*Exercise instructions*:
Each line below should be quoted exactly, please.

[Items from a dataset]
────────

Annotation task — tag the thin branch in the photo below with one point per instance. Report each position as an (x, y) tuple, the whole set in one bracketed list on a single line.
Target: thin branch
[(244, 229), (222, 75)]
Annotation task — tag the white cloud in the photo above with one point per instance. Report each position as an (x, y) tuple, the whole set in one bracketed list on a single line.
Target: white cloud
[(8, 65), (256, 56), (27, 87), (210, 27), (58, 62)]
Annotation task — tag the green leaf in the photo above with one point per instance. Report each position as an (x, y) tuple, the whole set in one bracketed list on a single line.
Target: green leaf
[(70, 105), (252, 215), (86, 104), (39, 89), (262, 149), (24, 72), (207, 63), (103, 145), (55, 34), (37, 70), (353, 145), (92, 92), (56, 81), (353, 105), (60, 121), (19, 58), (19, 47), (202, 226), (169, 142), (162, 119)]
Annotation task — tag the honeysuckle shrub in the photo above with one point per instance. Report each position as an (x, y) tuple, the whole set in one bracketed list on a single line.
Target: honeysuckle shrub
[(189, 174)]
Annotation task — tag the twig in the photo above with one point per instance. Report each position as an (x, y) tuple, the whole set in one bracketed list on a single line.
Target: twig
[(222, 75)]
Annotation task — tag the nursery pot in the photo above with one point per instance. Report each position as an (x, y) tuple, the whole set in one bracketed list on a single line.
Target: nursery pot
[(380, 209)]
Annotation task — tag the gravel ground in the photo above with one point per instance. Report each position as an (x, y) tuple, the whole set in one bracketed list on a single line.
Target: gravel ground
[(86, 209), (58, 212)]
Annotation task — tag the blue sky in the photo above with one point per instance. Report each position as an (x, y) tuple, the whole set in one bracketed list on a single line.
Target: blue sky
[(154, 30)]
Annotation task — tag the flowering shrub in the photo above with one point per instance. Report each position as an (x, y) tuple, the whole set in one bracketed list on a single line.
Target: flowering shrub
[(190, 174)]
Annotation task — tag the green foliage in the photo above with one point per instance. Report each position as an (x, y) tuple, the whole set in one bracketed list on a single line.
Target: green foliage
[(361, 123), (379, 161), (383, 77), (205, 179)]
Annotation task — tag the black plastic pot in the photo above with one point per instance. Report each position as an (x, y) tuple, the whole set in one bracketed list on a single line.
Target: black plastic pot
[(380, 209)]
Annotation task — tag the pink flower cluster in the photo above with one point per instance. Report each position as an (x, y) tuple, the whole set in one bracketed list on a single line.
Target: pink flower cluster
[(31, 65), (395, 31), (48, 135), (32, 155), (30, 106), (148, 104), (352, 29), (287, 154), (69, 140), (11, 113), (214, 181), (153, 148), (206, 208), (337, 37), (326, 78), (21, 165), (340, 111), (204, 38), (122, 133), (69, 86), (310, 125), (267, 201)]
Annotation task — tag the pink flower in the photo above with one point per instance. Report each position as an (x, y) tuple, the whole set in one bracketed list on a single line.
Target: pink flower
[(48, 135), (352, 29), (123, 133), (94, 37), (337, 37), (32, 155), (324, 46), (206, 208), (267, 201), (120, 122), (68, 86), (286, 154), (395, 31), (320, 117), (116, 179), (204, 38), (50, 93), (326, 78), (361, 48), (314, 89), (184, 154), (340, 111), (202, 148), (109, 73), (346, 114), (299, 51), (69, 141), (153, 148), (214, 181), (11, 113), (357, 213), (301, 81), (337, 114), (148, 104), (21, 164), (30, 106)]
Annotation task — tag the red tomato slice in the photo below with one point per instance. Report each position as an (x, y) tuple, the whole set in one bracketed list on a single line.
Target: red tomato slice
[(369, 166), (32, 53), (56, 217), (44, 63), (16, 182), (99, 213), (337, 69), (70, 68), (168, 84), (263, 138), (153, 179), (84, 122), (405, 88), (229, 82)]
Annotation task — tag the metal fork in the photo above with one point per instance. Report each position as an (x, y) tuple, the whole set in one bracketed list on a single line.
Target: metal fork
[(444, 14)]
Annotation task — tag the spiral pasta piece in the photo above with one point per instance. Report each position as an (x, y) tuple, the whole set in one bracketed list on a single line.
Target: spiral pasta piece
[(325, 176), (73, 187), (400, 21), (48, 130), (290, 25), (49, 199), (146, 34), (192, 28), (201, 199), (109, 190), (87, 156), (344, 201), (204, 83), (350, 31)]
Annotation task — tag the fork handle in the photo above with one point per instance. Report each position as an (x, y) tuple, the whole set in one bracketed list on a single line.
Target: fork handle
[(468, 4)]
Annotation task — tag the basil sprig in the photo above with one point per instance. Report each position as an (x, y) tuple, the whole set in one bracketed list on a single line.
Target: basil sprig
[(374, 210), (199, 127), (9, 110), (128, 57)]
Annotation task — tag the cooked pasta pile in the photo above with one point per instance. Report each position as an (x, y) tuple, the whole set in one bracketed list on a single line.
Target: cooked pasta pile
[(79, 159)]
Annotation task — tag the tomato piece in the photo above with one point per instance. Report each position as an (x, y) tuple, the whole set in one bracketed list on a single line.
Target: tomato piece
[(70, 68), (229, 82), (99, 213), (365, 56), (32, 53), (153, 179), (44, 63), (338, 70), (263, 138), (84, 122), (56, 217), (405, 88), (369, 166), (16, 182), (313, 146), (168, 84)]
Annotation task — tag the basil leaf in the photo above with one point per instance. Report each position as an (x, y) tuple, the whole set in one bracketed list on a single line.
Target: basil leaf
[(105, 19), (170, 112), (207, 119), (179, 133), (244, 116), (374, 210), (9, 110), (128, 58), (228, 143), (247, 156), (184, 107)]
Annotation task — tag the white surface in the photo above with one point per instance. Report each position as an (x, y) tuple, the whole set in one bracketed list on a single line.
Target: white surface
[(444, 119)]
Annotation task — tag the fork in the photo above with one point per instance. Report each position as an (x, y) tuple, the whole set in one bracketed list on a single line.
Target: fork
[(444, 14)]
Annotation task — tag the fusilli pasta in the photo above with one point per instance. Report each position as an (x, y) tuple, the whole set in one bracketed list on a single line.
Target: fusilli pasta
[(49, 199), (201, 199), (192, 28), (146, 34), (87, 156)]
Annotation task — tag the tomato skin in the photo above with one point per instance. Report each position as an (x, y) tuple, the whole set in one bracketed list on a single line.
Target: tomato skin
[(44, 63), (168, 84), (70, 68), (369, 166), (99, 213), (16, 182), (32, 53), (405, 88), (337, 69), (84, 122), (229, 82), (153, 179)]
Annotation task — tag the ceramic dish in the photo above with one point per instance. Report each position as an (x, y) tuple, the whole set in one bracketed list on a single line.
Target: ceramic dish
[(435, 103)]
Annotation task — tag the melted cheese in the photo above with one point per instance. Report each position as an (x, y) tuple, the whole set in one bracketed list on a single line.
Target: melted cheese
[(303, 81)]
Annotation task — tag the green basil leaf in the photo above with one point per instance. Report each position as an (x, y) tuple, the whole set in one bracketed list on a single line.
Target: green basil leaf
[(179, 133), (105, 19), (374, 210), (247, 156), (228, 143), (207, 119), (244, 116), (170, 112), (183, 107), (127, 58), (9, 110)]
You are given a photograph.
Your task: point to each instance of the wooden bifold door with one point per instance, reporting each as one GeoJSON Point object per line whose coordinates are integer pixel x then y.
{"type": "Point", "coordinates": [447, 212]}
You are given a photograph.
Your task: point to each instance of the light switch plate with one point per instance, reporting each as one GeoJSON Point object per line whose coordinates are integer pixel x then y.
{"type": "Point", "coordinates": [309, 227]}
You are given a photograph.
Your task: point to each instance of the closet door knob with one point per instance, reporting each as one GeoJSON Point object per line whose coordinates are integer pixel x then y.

────────

*Task output*:
Annotation task — tag the thin branch in the photo below with one point per instance. Report each position as an (x, y) tuple, the whole set in one bracketed list on a single line.
Target: thin branch
[(244, 229), (222, 75)]
Annotation task — tag the white cloud in the photo above with one point per instance. Report each position as an (x, y) tuple, the whole set in one bracketed list on a single line.
Target: white cloud
[(8, 65), (256, 56), (27, 87), (210, 27), (58, 62)]
Annotation task — tag the green leaf in the photo above with one point per instance. Report each position as an (x, y) tuple, the whole set in one bracketed list on a single line.
Target: green leaf
[(70, 105), (252, 215), (86, 104), (39, 89), (262, 149), (24, 72), (207, 63), (103, 145), (55, 34), (37, 70), (353, 145), (92, 92), (56, 81), (353, 105), (60, 121), (19, 58), (19, 47), (202, 226), (169, 142), (162, 119)]
Annotation task — tag the honeysuckle shrub in the photo above with one point per instance. Report each position as an (x, y) tuple, the whole set in one bracketed list on a single line.
Target: honeysuckle shrub
[(189, 174)]
Annotation task — tag the twig in the photo above with one point per instance. Report each position as an (x, y) tuple, the whole set in one bracketed list on a single line.
Target: twig
[(222, 75)]
Annotation task — tag the nursery pot in the photo above with one point per instance. Report each position as an (x, y) tuple, the whole set in one bracketed list on a single line.
Target: nursery pot
[(380, 209)]
Annotation task — tag the gravel ground in the photo above with one point per instance. Report each position as an (x, y) tuple, the whole set in one bracketed list on a single line.
Target: gravel ground
[(86, 209), (58, 212)]
Annotation task — tag the blue sky in the photo above with one point per instance. Report each position as an (x, y) tuple, the whole set in one bracketed list on a single line.
Target: blue sky
[(154, 30)]
Annotation task — tag the flowering shrub in the photo above with one point per instance. Report each position as an (x, y) tuple, the whole set in one bracketed list on a single line.
Target: flowering shrub
[(190, 174)]
Annotation task — tag the green foliage in the photo above with one point per instance. Report each position as an (x, y) tuple, the whole set in one bracketed list on a single line.
Target: green foliage
[(361, 123), (379, 161), (383, 77), (205, 179)]
Annotation task — tag the black plastic pot in the photo above with one point per instance. Report each position as an (x, y) tuple, the whole set in one bracketed list on a single line.
Target: black plastic pot
[(380, 209)]
Annotation task — tag the pink flower cluster in the photo above with one point per instance. Report each position as an (x, y) tuple, the whole set in one bracketed list on a single line.
Target: pink flower cluster
[(31, 65), (395, 31), (48, 135), (32, 155), (30, 106), (148, 104), (352, 29), (287, 154), (69, 140), (11, 113), (214, 181), (153, 148), (206, 208), (337, 37), (326, 78), (21, 165), (340, 111), (204, 38), (122, 133), (69, 86), (310, 125), (267, 201)]
Annotation task — tag the pink flower in the photo above with one point per instance. Report each position as an (x, y) tuple, the whole set in one bracketed list on a single line.
Target: pink flower
[(48, 135), (352, 29), (123, 133), (94, 37), (337, 37), (32, 155), (324, 46), (206, 208), (267, 201), (120, 122), (68, 86), (286, 154), (395, 31), (320, 117), (116, 179), (204, 38), (50, 93), (326, 78), (361, 48), (314, 89), (184, 154), (340, 111), (202, 148), (109, 73), (346, 114), (299, 51), (69, 141), (153, 148), (214, 181), (11, 113), (357, 213), (301, 81), (337, 114), (148, 104), (21, 164), (30, 106)]
Annotation task — tag the red tomato slice in the photo below with one point per instance. Report each position as an (x, y) tuple, the whole set in one bracketed list on a single line.
Target: red tomato slice
[(369, 166), (32, 53), (56, 217), (44, 63), (16, 182), (99, 213), (337, 69), (70, 68), (168, 84), (263, 138), (153, 179), (84, 122), (405, 88), (229, 82)]
Annotation task — tag the metal fork in the photo above with one point per instance. Report each position as an (x, y) tuple, the whole set in one bracketed list on a single line.
Target: metal fork
[(444, 14)]
Annotation task — tag the spiral pasta piece in the photo above with one point per instance. Report each position as an (x, y) tuple, the whole set in one bracketed list on a single line.
Target: spiral pasta piece
[(325, 176), (73, 187), (400, 21), (48, 130), (290, 25), (49, 199), (146, 34), (192, 28), (201, 199), (109, 190), (87, 156), (344, 201), (204, 83), (350, 31)]
Annotation task — tag the fork handle in the photo above with one point per instance. Report each position as an (x, y) tuple, the whole set in one bracketed list on a single line.
Target: fork handle
[(468, 4)]
Annotation task — tag the basil sprig in the photo above with one point per instance. Report each position as an (x, y) tuple, the whole set in one bracketed list on a single line.
Target: basil sprig
[(374, 210), (199, 127), (9, 110), (128, 57)]
Annotation task — tag the cooked pasta pile in the photo above with one point per instance. Report each position as an (x, y) tuple, the whole set in one bracketed list on a single line.
Target: cooked pasta pile
[(79, 159)]
Annotation task — tag the tomato piece in the photo above with one point per instance. Report each position as an (x, y) tuple, the whole set in one bracketed list on a single line.
Target: tomato piece
[(70, 68), (229, 82), (99, 213), (365, 56), (32, 53), (153, 179), (44, 63), (338, 70), (263, 138), (84, 122), (56, 217), (405, 88), (369, 166), (16, 182), (313, 146), (168, 84)]
Annotation task — tag the basil leaf in the photo above with one point per instance. Report each position as an (x, y) tuple, the whole set in one bracketed list on a single line.
Target: basil leaf
[(105, 19), (170, 112), (207, 119), (179, 133), (244, 116), (374, 210), (9, 110), (128, 58), (228, 143), (247, 156), (184, 107)]
Annotation task — tag the white surface in the photo above with one point per instance. Report each position as an (x, y) tuple, the whole set in one bracketed list on a single line.
Target: white surface
[(444, 119)]
Annotation task — tag the fork in the photo above with one point per instance. Report each position as an (x, y) tuple, the whole set in one bracketed list on a single line.
Target: fork
[(444, 14)]
Annotation task — tag the fusilli pasta in the photo above with one point per instance. Report each position as an (x, y) tuple, the whole set in one bracketed list on a single line.
Target: fusilli pasta
[(49, 199), (201, 199), (192, 28), (146, 34), (87, 156)]
Annotation task — tag the tomato skin in the photo above with one point per instance. Report each position as an (x, y) tuple, the whole set in one bracketed list on a single line.
Target: tomato skin
[(44, 63), (168, 84), (70, 68), (369, 166), (99, 213), (16, 182), (32, 53), (405, 88), (337, 69), (84, 122), (229, 82), (153, 179)]
Annotation task — tag the ceramic dish in the photo above with one point per instance. Report each position as an (x, y) tuple, the whole set in one bracketed list on a single line.
Target: ceramic dish
[(435, 103)]
Annotation task — tag the melted cheese in the photo above with one point per instance. Report each position as an (x, y) tuple, the whole set in one bracketed list on a single line.
Target: melted cheese
[(303, 81)]
Annotation task — tag the green basil leaf in the photo above with one point per instance. Report each position as an (x, y) tuple, the whole set in one bracketed list on a single line.
Target: green basil leaf
[(179, 133), (105, 19), (374, 210), (247, 156), (228, 143), (207, 119), (244, 116), (170, 112), (183, 107), (127, 58), (9, 110)]
You are given a photograph.
Your task: point to each instance of the wooden bifold door with one point per instance, reporting each as one GeoJSON Point object per line whose coordinates are integer pixel x then y.
{"type": "Point", "coordinates": [447, 212]}
You are given a photograph.
Your task: point to each instance of the light switch plate with one point per instance, reporting each as one GeoJSON Point object per line whose coordinates are integer pixel x then y.
{"type": "Point", "coordinates": [309, 227]}
You are given a photograph.
Your task: point to each instance of the closet door knob with one point per instance, reporting each as one GeoJSON Point object per line whose coordinates are integer pixel x then y.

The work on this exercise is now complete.